Stored data:

►

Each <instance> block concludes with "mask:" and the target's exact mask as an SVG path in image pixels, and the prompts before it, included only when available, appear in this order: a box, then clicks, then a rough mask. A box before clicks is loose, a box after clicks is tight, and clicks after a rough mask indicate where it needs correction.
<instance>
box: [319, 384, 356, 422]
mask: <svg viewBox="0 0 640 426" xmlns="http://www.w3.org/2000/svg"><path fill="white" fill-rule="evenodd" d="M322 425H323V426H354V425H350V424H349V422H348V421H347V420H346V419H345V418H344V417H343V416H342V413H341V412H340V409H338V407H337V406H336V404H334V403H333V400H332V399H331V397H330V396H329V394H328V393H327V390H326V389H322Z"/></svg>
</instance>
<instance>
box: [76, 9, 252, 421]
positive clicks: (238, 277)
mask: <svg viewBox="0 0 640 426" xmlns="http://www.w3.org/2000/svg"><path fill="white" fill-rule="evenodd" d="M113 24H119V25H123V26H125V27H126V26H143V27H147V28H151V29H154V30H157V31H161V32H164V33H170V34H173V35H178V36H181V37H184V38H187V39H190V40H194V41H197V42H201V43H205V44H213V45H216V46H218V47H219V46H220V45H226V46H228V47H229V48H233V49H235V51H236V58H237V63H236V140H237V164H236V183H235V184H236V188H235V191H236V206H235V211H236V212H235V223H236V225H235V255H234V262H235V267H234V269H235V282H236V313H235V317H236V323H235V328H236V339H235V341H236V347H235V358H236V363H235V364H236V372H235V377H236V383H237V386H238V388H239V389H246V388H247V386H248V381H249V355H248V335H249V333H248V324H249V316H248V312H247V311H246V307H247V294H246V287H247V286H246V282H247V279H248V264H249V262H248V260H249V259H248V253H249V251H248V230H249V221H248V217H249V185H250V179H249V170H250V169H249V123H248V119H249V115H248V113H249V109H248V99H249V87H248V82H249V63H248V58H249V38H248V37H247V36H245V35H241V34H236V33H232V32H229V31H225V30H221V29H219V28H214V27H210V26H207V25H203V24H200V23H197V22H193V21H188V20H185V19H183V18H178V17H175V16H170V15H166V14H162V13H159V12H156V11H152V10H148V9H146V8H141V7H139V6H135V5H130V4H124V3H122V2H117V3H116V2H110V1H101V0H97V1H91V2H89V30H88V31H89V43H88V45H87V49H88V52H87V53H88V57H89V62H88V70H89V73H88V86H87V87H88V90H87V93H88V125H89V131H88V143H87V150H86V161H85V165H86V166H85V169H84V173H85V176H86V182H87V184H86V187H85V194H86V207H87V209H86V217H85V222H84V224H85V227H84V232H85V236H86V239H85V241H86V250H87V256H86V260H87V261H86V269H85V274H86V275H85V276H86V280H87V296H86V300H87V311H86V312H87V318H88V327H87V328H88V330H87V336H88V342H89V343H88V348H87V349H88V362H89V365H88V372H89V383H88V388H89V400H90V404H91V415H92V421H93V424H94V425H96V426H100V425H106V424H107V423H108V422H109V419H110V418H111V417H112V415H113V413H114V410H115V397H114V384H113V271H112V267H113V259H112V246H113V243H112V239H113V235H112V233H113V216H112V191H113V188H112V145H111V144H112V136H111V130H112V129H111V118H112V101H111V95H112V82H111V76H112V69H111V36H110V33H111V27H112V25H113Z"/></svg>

◄

| Your goal |
Copy out every line of the records above, putting "item" in place of each "instance" and keeping everything else the same.

| Solution below |
Each <item> block concludes with "mask:" and the target's exact mask as an SVG path in image pixels, and the prompts before it, included only when available, appear in this order: a box, then clicks, then a rough mask. A box before clicks is loose, a box after clicks is tight, and clicks after a rough mask indicate where it needs correction.
<item>
box: [319, 384, 356, 422]
mask: <svg viewBox="0 0 640 426" xmlns="http://www.w3.org/2000/svg"><path fill="white" fill-rule="evenodd" d="M322 425H323V426H354V425H350V424H349V422H348V421H347V420H346V419H345V418H344V417H343V416H342V413H341V412H340V409H338V407H337V406H336V404H334V403H333V400H332V399H331V397H330V396H329V394H328V393H327V390H326V389H322Z"/></svg>
</item>
<item>
box: [76, 9, 252, 421]
positive clicks: (238, 277)
mask: <svg viewBox="0 0 640 426" xmlns="http://www.w3.org/2000/svg"><path fill="white" fill-rule="evenodd" d="M113 24H119V25H123V26H125V27H126V26H143V27H147V28H151V29H154V30H157V31H161V32H164V33H170V34H173V35H178V36H181V37H184V38H187V39H190V40H194V41H197V42H201V43H205V44H213V45H216V46H218V47H219V46H220V45H226V46H228V47H229V48H233V49H235V51H236V58H237V63H236V140H237V164H236V183H235V184H236V188H235V191H236V206H235V211H236V212H235V223H236V225H235V255H234V262H235V267H234V269H235V282H236V313H235V317H236V323H235V328H236V339H235V341H236V347H235V358H236V363H235V364H236V372H235V377H236V383H237V386H238V388H239V389H246V388H247V386H248V381H249V355H248V335H249V333H248V324H249V316H248V312H247V311H246V307H247V294H246V287H247V286H246V282H247V279H248V264H249V262H248V260H249V259H248V253H249V251H248V230H249V221H248V217H249V185H250V179H249V170H250V169H249V123H248V119H249V115H248V113H249V109H248V99H249V87H248V82H249V63H248V58H249V38H248V37H247V36H245V35H241V34H236V33H232V32H229V31H225V30H221V29H219V28H214V27H210V26H207V25H203V24H200V23H197V22H193V21H188V20H185V19H183V18H178V17H175V16H170V15H166V14H162V13H159V12H156V11H152V10H148V9H146V8H141V7H139V6H135V5H130V4H124V3H122V2H117V3H116V2H110V1H101V0H97V1H91V2H89V30H88V31H89V43H88V45H87V49H88V52H87V53H88V57H89V62H88V70H89V73H88V86H87V87H88V90H87V93H88V125H89V131H88V143H87V150H86V161H85V165H86V166H85V169H84V173H85V176H86V182H87V184H86V187H85V194H86V207H87V209H86V217H85V222H84V224H85V227H84V232H85V236H86V239H85V241H86V250H87V256H86V260H87V261H86V269H85V274H86V275H85V276H86V280H87V296H86V300H87V311H86V312H87V318H88V327H87V328H88V330H87V336H88V342H89V343H88V348H87V349H88V362H89V365H88V372H89V383H88V388H89V400H90V404H91V415H92V421H93V424H94V425H96V426H100V425H106V424H107V423H108V422H109V419H110V418H111V417H112V415H113V413H114V410H115V397H114V384H113V271H112V267H113V259H112V246H113V243H112V239H113V235H112V233H113V216H112V191H113V188H112V145H111V144H112V136H111V130H112V129H111V118H112V101H111V95H112V82H111V76H112V69H111V36H110V33H111V27H112V25H113Z"/></svg>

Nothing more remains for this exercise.